Top of DATASET EXTRACT

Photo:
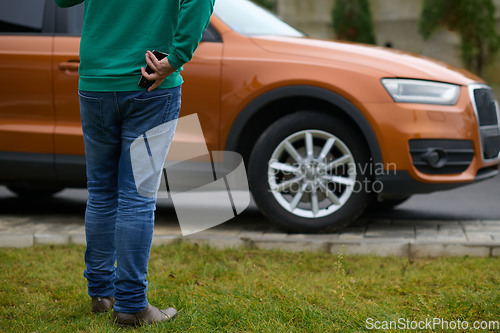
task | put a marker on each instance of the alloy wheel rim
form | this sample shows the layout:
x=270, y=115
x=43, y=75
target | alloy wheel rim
x=312, y=173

Bottom of DATASET EXTRACT

WORK REQUIRED: Give the entries again, exactly and in full, with no image included.

SOLUTION FOR THIS EXERCISE:
Photo:
task | put a marker on each instance of the alloy wheel rim
form | this sample shows the layout:
x=270, y=115
x=43, y=75
target | alloy wheel rim
x=312, y=173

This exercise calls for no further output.